___ READING TEXT

Category Archives: Daily Life

That’s Chief Petty Officer, to You!

When I was in elementary school, I suffered greatly from Middle Child Attention Deficit Disorder (MCADD). It was never diagnosed, but in hindsight, it seems clear that I had all the trademark symptoms:

  • A wildly-inflated view of my own importance in my family and in the world
  • A deeply selfish attitude toward my siblings and parents
  • A hair-trigger sensitivity to any perceived injustice
  • An insatiable desire for attention and privilege

A textbook case, as you can see. Of course, it was mostly my brother’s fault. Had he not been such a stalwart firstborn, oozing with virtue and a strong commitment to duty, perhaps my parents would not have been so entirely unprepared for a second-born who shared few (if any) of his brother’s character strengths.

When she could stand it no longer, my poor Mom would resort to sly sarcasm and insults.

Mom: “Have you considered a career in the Navy, Tim?”

This was odd, because our family (steeped in Army traditions) didn’t know much about the Navy except that they had strange-sounding ranks and presumably swabbed the decks a lot.

Me: “Not really, Mom. Why do you ask?”

I knew enough about my Mom’s slyness to be on guard.

Mom: “I was just thinking that some of the ranks might really appeal to you … “

Me: “Oh, really? Which ones? Admiral? Commodore? Commander?”

Mom: “No, I was thinking more in terms of ‘Petty Officer’.”

In our household, the word ‘petty’ was used to describe someone who was mean-spirited, small-minded, physically weak and cowardly, and in every way contemptible. Eustace Scrubb (from C.S. Lewis’ Voyage of the Dawn Treader) in his pre-Dragon days was the template for this word.

So whenever my Mom wanted to tease and needle me for my lack of virtue, she would designate me as ‘Petty Officer’ or even (shudder) ‘Chief Petty Officer’. Howls of outrage ensued.

Jump forward with me, across the mists of time, some 40 years. My older two sons both participated in the Naval Junior Reserve Officers Training Corps (NJROTC) program at a local high school, and David has decided to follow in their footsteps, these past 18 months.

David in his standard uniform, participating in a Military Order of the World Wars flag event.

David in his standard uniform, participating in a Military Order of the World Wars flag event.

Although he managed to distinguish himself early-on, receiving several quick promotions, there was a change in leadership in the program, and David found it difficult to gain the attention and favor of the new Commander, who also had no prior experience with David’s older brothers. Higher ranks tend to be awarded in direct proportion to the amount of time a student invests in the program, and David has been unable to spend very many extra hours at the school this year because (a) he doesn’t yet drive, and (b) the difficulty of his online classes through the Potter’s School.

______

■ **WHAT TO WORK ON**:
1 > In the post, what school provides David's online classes?
2 > Please list every symptom of Middle Child Attention Deficit Disorder named in the post.

___ EXTRACTED MATERIAL

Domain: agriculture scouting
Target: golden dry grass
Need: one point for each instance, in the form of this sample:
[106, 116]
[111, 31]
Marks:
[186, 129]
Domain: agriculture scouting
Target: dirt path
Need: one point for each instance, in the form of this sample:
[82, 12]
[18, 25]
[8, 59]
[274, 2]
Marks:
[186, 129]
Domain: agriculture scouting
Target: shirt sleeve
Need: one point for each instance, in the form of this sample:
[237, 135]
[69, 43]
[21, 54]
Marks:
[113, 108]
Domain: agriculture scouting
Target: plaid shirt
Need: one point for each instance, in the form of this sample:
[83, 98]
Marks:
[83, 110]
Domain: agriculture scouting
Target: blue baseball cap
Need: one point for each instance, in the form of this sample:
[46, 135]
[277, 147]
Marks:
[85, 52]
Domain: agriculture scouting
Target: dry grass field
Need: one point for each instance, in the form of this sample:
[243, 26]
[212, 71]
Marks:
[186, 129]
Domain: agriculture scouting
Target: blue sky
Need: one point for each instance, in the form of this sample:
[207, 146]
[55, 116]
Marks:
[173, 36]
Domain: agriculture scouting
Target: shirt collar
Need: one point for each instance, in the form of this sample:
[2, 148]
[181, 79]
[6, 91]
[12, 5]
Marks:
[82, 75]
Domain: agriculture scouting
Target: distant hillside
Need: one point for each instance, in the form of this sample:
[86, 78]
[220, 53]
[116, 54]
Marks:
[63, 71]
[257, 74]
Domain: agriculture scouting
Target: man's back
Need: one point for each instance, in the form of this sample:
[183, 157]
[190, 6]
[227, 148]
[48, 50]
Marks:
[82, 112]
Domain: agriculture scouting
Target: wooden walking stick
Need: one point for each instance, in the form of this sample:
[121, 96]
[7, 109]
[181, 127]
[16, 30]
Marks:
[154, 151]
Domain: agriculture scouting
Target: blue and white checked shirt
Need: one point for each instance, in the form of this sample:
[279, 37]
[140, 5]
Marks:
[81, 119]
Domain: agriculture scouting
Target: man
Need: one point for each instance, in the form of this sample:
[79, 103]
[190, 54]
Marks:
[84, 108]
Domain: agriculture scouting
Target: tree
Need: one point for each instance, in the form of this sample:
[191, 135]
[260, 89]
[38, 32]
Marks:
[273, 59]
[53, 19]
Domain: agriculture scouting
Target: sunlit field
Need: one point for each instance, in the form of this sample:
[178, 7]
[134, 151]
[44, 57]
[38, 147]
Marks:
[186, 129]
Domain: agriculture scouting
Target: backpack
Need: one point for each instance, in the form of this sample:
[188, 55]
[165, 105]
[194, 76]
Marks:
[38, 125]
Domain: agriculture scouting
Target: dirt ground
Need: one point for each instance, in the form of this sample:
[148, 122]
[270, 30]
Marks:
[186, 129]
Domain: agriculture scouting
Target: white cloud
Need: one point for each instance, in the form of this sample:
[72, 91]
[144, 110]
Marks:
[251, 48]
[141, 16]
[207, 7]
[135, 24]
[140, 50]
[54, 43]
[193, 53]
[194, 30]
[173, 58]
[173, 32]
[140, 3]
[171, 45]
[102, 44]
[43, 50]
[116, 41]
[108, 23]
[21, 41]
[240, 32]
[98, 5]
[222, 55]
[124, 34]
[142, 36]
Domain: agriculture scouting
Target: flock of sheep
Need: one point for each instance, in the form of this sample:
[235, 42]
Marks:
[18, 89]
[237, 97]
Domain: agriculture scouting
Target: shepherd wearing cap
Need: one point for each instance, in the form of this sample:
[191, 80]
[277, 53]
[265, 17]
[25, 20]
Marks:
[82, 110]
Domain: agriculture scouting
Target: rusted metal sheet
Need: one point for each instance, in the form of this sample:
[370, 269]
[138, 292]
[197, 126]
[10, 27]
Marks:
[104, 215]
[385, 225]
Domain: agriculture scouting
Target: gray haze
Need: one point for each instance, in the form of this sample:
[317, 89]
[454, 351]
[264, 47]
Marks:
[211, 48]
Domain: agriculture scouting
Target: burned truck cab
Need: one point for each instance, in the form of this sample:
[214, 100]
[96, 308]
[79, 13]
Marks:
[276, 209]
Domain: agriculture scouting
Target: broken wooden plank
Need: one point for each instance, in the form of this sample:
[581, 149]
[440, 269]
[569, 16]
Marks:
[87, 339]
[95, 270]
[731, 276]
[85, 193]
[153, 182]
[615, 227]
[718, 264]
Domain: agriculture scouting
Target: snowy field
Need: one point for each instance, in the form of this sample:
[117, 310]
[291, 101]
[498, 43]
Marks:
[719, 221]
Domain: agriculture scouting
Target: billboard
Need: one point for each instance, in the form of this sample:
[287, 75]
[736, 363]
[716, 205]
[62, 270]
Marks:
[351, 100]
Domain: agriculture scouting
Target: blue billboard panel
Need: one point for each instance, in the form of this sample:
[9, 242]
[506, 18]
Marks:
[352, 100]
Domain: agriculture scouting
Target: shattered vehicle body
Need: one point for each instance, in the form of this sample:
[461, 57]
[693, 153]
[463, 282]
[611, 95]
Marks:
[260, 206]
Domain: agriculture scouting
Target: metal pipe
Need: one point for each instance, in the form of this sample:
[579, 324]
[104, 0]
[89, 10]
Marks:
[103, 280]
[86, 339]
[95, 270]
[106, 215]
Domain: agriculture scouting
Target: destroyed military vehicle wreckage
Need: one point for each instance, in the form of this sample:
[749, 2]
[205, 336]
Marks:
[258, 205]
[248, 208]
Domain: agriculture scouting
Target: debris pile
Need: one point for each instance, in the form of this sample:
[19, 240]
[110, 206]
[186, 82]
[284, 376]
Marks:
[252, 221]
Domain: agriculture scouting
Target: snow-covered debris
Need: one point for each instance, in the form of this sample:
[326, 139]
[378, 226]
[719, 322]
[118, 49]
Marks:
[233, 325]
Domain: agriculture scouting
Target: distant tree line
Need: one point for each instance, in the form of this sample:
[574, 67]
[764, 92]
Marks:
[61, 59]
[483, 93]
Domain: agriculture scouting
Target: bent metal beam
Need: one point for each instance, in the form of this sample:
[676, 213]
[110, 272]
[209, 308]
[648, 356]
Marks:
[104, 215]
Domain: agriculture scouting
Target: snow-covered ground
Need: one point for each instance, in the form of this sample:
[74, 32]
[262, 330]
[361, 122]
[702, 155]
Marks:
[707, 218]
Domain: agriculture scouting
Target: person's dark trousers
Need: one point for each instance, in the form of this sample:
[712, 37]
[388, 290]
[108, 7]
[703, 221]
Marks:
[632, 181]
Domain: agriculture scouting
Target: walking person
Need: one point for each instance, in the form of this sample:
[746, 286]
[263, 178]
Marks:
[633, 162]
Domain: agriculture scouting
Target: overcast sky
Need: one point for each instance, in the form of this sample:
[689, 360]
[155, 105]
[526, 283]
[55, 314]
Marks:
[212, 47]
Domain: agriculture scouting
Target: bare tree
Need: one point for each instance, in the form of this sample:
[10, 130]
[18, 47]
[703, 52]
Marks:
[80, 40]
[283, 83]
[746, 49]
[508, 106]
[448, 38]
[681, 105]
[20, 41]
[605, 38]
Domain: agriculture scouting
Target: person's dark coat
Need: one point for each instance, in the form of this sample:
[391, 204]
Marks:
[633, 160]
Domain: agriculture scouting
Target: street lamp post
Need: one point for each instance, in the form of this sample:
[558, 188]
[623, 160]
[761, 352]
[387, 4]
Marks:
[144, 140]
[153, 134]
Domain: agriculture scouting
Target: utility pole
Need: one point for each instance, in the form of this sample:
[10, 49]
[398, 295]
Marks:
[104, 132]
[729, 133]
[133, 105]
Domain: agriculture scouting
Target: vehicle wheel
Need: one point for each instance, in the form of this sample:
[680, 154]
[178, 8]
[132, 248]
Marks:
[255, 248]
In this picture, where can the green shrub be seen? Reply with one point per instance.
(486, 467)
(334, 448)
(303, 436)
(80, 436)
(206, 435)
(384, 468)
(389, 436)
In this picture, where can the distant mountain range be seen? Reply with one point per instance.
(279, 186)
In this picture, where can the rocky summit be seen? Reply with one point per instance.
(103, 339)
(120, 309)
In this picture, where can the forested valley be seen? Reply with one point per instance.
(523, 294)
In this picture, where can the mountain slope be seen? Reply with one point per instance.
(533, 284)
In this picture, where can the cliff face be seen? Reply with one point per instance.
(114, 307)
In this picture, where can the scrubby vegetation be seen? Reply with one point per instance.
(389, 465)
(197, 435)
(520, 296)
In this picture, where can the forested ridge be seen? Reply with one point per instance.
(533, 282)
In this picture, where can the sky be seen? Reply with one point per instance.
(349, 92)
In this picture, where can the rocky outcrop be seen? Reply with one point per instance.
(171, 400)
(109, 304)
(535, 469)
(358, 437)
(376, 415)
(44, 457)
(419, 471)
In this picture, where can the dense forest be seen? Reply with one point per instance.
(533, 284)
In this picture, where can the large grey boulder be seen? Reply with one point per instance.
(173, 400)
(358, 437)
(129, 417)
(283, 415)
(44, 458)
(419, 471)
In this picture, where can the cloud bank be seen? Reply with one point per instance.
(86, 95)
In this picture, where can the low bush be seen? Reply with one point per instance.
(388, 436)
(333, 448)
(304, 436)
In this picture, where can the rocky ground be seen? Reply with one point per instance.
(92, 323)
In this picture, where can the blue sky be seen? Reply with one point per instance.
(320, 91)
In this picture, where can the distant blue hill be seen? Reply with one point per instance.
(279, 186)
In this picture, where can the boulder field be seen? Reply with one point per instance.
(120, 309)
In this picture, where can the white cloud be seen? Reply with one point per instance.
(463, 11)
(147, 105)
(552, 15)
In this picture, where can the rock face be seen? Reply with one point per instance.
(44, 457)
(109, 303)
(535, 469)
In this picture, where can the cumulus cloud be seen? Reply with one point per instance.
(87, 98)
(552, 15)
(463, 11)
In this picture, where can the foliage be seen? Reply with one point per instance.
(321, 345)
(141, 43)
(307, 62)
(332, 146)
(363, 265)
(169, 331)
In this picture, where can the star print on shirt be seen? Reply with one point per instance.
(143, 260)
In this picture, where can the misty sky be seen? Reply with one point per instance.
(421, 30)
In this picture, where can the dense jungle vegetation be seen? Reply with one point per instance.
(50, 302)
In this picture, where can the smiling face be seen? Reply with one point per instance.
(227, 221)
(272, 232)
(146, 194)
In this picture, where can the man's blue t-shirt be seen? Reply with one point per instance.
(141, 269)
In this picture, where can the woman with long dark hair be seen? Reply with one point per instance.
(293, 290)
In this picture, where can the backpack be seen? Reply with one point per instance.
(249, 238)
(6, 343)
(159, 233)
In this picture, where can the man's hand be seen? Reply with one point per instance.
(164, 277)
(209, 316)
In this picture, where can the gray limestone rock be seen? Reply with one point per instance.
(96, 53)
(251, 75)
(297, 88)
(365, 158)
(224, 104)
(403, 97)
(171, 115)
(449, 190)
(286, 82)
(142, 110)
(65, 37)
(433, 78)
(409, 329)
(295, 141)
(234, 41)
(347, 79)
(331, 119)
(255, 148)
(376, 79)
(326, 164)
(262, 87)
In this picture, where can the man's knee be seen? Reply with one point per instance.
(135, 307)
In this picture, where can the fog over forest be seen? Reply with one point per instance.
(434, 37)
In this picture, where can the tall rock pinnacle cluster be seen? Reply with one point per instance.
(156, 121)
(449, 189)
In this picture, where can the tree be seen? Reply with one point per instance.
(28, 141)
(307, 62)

______

■ **OUTPUTS BY TASK**:
1 > The Potter's School.

2 >
- A wildly-inflated view of my own importance in my family and in the world
- A deeply selfish attitude toward my siblings and parents
- A hair-trigger sensitivity to any perceived injustice
- An insatiable desire for attention and privilege